------ LISTED RECORDS

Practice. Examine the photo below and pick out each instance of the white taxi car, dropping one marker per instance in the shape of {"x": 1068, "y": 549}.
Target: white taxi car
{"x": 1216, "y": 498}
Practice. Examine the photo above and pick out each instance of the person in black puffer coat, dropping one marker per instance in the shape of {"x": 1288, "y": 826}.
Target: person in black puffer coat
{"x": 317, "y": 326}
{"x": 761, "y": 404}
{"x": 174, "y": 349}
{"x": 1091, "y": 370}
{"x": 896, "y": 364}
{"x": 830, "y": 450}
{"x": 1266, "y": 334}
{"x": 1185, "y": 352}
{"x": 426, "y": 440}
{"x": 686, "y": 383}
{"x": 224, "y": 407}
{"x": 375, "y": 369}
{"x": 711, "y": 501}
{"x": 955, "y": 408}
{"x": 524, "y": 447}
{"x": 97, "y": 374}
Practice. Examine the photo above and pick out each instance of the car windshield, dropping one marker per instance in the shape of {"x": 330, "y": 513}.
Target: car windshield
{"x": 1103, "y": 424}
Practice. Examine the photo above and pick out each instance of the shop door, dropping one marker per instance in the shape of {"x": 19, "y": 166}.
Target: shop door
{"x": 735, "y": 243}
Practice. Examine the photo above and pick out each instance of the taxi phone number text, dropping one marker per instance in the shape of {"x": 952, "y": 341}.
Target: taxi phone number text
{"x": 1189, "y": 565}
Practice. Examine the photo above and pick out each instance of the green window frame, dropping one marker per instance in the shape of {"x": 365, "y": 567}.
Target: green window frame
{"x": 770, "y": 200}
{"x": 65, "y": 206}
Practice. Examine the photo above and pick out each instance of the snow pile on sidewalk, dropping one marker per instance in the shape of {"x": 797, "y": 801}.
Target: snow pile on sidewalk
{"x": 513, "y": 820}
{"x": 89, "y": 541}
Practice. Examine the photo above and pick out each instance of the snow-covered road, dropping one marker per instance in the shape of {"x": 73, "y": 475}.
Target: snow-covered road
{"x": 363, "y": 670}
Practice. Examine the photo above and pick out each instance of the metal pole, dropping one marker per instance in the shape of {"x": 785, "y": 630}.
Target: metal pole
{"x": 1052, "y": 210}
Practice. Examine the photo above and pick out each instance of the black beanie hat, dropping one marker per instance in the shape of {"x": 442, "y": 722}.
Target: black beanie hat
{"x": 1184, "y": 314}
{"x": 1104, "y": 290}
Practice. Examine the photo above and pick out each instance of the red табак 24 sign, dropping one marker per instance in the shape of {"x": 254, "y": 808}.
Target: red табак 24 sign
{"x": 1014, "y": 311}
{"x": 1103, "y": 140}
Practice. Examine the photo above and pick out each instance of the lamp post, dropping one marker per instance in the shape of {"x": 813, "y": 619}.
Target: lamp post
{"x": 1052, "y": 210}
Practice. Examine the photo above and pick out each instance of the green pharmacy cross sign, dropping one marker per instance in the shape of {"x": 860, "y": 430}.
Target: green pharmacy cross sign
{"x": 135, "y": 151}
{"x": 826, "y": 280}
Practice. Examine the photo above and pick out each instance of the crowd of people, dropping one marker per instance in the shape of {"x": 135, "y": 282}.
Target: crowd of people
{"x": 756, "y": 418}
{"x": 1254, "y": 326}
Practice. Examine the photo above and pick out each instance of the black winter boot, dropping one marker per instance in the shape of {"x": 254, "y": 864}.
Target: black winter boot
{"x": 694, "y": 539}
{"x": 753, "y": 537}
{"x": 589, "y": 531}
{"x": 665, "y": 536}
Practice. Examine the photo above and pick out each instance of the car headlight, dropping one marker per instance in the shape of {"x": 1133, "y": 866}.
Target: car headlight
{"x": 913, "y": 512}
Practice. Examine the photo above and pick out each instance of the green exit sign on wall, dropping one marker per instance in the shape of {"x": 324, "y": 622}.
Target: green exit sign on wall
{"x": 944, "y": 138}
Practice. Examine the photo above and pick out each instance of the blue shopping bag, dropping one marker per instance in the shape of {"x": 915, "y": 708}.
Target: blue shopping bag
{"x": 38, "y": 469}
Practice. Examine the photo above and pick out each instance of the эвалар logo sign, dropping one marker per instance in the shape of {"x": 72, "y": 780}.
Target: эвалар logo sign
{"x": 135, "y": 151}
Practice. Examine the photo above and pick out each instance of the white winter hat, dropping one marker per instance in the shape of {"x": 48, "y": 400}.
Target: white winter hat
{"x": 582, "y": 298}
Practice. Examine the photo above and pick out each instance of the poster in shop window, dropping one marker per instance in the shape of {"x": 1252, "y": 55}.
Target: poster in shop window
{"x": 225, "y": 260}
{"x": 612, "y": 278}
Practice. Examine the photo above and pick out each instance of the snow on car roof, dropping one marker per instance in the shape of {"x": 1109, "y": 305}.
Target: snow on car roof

------------

(SHORT TASK)
Quote every line from the line containing "of the эвалар" through the closing line of the listing, including both.

(WRITTEN RESPONSE)
Practice. Examine the photo above and pick out each instance of the эвалар logo sign, dropping one marker per instance in the shape of {"x": 72, "y": 780}.
Target: эвалар logo sign
{"x": 135, "y": 151}
Practice. Examine the photo above and pick out each instance of the white winter hat, dropping one marker per instance in the shape of {"x": 48, "y": 400}.
Target: white winter hat
{"x": 582, "y": 298}
Practice. Examine the photo above and pick out each instance of the poster in shop window, dropping one marker per instance in the shape of {"x": 1252, "y": 55}.
Target: poster in shop window
{"x": 225, "y": 260}
{"x": 612, "y": 278}
Practice. Examine the photo above and pick out each instance of the snow on car roof, dropping one marker per instance in the shape of {"x": 1109, "y": 305}.
Target: snow on car roof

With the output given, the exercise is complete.